Schiphol heeft een grote aantrekkingskracht op daklozen en mensen met verward of onbegrepen gedrag

Gepubliceerd op: 21-9-2025

“Deze ochtend belde de Koninklijke Marechaussee – in feite de politie op Schiphol – al over Miro, de Finse man die voor het hotel stond. De marechaussees vermoedden dat hij zorg nodig had en schakelden vervolgens de sociaal werkers in.”

Schiphol heeft een grote aantrekkingskracht op daklozen en mensen met verward of onbegrepen gedrag. Een team van sociaal werkers bekommert zich dagelijks om deze groep en zorgt voor de juiste hulp. Het Parool keek mee. ‘We zoeken altijd oogcontact. Als iemand je blik vasthoudt, is er vaak wat aan de hand.’ Bij een hotel naast Schiphol zit de 23-jarige Miro. Het is tien uur ’s ochtends en bewolkt, maar hij draagt een korte broek en grote zonnebril. Hij praat in zichzelf, neuriet mee met de muziek die uit zijn oortjes komt. Plots roept hij hard “Fuck!” Dan staat hij op en strompelt weg.

--- --- ---

Wat te doen -
• A. Neem uit het artikel over Schiphol letterlijk het stuk over van "Gepubliceerd op: 21-9-2025" tot en met "en strompelt weg.".
• B. Noem alle handelingen van Miro die het artikel over Schiphol beschrijft, vanaf de zin die begint met "Hij praat in zichzelf" tot het einde.

--- --- ---

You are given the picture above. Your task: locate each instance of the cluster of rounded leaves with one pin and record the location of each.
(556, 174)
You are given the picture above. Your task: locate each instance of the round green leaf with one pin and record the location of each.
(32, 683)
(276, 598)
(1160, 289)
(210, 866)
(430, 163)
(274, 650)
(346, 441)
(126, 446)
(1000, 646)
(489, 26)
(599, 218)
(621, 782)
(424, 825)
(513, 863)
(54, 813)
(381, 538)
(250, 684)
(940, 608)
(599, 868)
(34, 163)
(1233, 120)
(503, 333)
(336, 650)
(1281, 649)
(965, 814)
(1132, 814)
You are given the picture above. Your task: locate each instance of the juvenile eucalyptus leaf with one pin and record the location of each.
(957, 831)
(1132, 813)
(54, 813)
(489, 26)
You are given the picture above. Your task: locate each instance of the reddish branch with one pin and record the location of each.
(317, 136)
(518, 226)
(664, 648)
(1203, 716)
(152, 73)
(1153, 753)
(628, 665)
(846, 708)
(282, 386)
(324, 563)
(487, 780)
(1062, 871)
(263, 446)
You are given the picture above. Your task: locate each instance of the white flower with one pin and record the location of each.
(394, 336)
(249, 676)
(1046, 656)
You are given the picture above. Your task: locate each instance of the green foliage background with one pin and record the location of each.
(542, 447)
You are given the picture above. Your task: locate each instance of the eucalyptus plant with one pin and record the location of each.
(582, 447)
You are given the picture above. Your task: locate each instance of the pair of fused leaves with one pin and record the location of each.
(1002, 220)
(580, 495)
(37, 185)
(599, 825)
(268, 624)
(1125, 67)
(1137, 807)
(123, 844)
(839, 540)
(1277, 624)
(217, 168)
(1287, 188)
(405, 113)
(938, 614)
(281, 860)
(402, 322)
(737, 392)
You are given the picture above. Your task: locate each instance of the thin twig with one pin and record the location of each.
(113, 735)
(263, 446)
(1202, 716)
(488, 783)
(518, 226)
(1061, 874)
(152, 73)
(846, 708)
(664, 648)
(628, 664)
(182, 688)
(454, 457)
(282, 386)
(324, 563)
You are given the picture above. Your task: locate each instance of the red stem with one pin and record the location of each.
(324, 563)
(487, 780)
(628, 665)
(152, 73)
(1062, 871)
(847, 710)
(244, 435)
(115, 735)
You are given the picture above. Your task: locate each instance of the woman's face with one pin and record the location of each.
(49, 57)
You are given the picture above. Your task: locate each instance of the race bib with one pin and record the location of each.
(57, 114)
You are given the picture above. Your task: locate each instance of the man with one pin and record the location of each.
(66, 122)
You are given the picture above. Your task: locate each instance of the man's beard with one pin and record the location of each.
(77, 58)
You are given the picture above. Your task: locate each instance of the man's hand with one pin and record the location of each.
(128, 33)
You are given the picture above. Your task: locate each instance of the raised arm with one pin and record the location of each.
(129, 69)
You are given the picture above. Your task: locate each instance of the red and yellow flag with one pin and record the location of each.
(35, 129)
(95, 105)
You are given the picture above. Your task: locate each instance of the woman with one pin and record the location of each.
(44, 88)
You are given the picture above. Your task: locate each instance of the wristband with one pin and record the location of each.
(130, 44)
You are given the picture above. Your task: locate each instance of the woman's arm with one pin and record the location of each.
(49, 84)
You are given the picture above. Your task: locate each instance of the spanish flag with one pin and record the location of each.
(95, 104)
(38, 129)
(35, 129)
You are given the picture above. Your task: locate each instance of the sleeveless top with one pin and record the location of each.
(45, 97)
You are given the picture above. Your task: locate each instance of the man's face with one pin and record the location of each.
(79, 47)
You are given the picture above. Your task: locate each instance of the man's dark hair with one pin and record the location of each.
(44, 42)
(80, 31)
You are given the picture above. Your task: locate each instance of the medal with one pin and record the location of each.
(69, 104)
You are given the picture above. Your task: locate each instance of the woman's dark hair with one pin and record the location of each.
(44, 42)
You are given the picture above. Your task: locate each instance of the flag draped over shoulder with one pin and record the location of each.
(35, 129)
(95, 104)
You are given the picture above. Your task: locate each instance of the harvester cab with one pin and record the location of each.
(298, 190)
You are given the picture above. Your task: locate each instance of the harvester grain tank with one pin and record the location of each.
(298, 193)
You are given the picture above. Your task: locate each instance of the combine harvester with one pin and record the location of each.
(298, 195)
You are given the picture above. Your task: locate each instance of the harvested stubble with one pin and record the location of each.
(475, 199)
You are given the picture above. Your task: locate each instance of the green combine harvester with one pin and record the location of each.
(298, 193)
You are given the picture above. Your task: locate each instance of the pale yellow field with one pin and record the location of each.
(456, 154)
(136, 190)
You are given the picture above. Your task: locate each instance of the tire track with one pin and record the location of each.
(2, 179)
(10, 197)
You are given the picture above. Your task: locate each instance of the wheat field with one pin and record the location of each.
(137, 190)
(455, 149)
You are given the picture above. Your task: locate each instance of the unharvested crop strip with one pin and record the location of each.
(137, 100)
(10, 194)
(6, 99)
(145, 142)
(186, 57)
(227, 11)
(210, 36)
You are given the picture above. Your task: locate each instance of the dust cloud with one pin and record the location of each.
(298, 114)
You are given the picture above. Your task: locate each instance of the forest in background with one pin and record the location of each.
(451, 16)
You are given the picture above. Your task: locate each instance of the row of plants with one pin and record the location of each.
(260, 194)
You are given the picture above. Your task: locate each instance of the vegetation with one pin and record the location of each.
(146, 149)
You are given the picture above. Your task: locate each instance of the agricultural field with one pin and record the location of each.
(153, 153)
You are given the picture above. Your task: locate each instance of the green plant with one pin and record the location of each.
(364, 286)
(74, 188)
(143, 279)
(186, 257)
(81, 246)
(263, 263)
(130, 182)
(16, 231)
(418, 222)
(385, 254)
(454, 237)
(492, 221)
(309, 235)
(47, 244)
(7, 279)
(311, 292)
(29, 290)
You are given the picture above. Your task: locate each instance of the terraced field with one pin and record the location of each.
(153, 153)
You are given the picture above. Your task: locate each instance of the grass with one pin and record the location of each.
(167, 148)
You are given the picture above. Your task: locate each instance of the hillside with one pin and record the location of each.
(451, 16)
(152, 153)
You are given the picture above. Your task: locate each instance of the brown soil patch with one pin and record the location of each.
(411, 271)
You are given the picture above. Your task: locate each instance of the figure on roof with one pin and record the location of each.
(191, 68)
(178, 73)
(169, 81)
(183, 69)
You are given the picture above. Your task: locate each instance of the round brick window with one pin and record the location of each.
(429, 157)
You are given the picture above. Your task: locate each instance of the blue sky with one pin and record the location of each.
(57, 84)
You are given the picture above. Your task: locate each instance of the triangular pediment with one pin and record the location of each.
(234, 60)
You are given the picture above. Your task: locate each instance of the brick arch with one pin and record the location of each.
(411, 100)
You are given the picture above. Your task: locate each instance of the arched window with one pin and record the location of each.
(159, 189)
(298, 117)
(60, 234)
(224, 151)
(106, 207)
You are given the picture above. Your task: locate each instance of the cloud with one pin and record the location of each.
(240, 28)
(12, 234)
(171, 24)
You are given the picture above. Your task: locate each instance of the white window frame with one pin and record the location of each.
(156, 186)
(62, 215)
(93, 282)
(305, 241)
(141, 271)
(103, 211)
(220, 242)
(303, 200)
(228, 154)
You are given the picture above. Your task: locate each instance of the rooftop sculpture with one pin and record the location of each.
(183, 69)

--- --- ---

Verwachte resultaten -
• A.
Gepubliceerd op: 21-9-2025

“Deze ochtend belde de Koninklijke Marechaussee – in feite de politie op Schiphol – al over Miro, de Finse man die voor het hotel stond. De marechaussees vermoedden dat hij zorg nodig had en schakelden vervolgens de sociaal werkers in.”

Schiphol heeft een grote aantrekkingskracht op daklozen en mensen met verward of onbegrepen gedrag. Een team van sociaal werkers bekommert zich dagelijks om deze groep en zorgt voor de juiste hulp. Het Parool keek mee. ‘We zoeken altijd oogcontact. Als iemand je blik vasthoudt, is er vaak wat aan de hand.’ Bij een hotel naast Schiphol zit de 23-jarige Miro. Het is tien uur ’s ochtends en bewolkt, maar hij draagt een korte broek en grote zonnebril. Hij praat in zichzelf, neuriet mee met de muziek die uit zijn oortjes komt. Plots roept hij hard “Fuck!” Dan staat hij op en strompelt weg.

• B.
- praat in zichzelf
- neuriet mee met de muziek uit zijn oortjes
- roept plotseling hard "Fuck!"
- staat op
- strompelt weg